→ What is needed:
Answer these questions using the passage below about Bishop Barry.
1. What were his favorite subjects at St Bede's?
2. What language did he learn later in life?
3. What instrument did he play in the band for club dances?

→ Text segment:
○ ○ ○ ○ ○
This friendliness was reflected later when, as a priest, he greeted the growing tide of Christian ecumenism. He retained friendships with his childhood mates for the rest of his life. Bigotry had no place in his thinking. Fr Allan says he identified himself as Catholic but, among his friends, the different faiths “merged as salt in water”.
Bishop Barry was a top-stream student at St Bede’s. He excelled in his favourite subjects, Latin and French. His love of language led him in later life to learn Te Reo Maori. His fluency was a great help in his work with the Canterbury Maori community.
Fr Allan remembers his teenaged brother Barry being very active in the St Joseph’s youth club. He took part in the social activities and played drums in the band for club dances.
○ ○ ○ ○ ○
→ Listing:
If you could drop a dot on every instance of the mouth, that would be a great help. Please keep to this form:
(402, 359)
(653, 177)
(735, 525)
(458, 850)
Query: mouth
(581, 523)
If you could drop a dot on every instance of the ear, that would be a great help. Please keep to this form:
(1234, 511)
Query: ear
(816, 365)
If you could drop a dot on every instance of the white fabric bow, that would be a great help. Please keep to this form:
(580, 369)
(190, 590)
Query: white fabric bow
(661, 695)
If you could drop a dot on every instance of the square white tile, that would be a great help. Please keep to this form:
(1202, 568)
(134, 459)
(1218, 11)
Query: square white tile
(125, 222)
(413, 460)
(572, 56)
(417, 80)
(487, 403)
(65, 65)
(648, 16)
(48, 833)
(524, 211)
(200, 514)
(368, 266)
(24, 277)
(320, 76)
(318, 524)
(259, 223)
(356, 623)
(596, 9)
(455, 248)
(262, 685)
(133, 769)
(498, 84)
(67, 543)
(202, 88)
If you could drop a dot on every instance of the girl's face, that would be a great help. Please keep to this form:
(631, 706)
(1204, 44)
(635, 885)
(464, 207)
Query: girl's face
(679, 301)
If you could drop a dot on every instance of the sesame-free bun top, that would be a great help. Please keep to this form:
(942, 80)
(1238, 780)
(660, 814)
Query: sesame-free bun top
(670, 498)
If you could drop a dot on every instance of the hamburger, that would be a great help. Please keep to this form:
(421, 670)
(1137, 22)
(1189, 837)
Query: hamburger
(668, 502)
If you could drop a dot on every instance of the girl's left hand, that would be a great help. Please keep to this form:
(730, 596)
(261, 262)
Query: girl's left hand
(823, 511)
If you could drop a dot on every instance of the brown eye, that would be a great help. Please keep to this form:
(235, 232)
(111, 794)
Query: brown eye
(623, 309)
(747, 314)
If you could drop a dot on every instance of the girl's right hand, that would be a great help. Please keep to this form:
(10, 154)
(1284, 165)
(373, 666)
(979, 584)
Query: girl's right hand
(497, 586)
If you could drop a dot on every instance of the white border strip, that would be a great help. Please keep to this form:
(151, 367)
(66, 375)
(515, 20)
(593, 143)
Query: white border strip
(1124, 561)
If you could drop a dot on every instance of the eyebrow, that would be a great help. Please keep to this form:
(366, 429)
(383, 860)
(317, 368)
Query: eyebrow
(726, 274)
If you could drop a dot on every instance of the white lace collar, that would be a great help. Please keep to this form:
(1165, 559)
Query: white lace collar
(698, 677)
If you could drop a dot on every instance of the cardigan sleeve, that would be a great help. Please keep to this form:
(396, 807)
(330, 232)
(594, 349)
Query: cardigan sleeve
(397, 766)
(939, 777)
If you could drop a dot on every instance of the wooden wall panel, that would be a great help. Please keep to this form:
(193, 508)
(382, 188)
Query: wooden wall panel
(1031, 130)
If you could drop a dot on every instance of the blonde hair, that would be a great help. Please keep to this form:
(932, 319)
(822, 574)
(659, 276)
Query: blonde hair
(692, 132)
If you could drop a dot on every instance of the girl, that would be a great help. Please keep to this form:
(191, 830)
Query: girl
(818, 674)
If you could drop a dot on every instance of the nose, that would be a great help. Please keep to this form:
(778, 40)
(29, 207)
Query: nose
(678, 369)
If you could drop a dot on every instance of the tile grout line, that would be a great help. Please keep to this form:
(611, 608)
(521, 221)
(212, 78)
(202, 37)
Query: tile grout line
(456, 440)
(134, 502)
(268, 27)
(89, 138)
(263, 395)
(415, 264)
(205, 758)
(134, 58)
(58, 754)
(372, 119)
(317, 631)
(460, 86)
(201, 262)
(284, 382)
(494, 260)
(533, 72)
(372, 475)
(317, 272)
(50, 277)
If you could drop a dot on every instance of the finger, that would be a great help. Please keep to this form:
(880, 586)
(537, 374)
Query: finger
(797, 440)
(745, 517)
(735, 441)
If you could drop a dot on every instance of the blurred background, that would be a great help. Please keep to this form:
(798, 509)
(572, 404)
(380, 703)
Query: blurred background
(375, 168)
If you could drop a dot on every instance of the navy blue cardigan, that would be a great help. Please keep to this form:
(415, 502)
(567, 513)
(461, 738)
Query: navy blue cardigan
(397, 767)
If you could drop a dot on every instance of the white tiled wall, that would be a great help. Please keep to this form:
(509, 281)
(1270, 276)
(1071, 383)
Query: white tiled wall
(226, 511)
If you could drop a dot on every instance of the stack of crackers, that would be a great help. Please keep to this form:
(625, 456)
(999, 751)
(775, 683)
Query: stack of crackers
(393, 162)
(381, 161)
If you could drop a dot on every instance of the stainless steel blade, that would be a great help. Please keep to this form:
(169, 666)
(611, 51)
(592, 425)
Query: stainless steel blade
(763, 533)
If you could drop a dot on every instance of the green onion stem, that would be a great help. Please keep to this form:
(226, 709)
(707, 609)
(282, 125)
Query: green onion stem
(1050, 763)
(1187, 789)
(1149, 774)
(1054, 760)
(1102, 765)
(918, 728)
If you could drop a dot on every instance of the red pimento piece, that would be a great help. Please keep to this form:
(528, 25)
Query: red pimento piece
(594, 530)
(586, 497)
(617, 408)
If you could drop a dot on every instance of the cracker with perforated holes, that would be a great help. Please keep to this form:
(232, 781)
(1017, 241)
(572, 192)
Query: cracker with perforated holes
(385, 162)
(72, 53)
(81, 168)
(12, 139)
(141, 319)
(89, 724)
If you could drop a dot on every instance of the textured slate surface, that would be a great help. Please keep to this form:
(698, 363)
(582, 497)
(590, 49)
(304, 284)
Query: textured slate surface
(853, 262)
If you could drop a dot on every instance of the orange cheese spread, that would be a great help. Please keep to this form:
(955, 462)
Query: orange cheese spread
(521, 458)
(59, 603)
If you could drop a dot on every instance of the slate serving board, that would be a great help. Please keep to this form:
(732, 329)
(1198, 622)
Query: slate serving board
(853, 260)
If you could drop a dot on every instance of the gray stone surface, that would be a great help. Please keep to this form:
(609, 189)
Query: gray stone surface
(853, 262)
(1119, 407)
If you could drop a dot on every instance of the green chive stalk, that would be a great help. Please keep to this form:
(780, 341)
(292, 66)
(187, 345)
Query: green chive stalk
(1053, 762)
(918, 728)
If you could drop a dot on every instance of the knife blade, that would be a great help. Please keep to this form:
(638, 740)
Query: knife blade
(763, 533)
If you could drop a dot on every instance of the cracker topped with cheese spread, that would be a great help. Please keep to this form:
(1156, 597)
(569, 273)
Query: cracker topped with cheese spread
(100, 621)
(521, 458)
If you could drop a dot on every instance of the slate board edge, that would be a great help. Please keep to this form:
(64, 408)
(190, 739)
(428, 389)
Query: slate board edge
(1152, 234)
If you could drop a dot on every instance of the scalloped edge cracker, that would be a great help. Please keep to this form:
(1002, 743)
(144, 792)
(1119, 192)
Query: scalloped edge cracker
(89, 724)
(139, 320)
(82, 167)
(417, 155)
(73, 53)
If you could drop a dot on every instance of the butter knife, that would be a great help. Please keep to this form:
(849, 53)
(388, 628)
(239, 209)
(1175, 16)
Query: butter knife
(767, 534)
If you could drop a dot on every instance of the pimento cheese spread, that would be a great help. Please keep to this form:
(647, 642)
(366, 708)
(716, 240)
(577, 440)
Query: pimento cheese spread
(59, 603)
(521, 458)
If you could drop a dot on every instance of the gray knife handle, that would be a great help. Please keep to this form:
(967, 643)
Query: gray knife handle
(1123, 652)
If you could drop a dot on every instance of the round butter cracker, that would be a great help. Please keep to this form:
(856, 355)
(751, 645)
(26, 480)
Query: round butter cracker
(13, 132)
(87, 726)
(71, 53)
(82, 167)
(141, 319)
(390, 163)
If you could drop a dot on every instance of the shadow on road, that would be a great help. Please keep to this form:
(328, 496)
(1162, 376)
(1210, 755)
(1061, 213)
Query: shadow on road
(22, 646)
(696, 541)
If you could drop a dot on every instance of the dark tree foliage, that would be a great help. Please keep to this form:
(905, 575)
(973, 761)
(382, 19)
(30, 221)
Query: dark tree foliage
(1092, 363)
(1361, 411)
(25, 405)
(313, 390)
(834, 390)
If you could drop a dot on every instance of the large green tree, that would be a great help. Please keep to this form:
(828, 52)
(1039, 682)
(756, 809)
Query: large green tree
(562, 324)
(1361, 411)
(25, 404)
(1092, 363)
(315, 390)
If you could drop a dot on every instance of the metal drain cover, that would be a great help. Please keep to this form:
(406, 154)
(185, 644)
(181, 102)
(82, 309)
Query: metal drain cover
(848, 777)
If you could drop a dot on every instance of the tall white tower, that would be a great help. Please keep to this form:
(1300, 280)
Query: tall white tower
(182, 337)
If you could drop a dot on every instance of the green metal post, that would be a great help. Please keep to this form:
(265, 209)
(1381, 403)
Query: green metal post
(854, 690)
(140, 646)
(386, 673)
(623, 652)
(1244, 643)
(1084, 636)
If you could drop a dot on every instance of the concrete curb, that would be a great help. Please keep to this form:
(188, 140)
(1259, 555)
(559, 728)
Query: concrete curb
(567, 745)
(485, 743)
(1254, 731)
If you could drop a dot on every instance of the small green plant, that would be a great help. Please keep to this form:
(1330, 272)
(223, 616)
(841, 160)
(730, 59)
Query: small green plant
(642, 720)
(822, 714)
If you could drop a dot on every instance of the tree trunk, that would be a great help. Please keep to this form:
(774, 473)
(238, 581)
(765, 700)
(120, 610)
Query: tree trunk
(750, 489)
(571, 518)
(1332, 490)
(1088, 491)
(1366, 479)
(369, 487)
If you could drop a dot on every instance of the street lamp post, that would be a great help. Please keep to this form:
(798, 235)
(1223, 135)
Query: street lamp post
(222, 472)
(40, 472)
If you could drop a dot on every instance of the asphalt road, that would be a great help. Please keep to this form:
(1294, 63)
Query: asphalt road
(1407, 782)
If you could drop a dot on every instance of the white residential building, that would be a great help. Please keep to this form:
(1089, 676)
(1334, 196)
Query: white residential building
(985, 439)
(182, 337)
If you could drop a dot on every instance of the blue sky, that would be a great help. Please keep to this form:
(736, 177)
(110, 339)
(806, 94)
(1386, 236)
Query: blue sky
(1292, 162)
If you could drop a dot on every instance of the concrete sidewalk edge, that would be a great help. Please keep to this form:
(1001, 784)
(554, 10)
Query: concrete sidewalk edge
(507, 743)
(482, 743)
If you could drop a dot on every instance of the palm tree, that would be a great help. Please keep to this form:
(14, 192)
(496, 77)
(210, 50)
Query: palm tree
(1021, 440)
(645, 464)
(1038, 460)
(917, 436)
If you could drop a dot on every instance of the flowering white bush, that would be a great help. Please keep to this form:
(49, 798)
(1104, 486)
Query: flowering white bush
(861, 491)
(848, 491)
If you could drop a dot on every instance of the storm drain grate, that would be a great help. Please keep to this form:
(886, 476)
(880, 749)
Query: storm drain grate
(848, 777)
○ ○ ○ ○ ○
→ Response below:
1. Latin and French
2. Te Reo Maori
3. Drums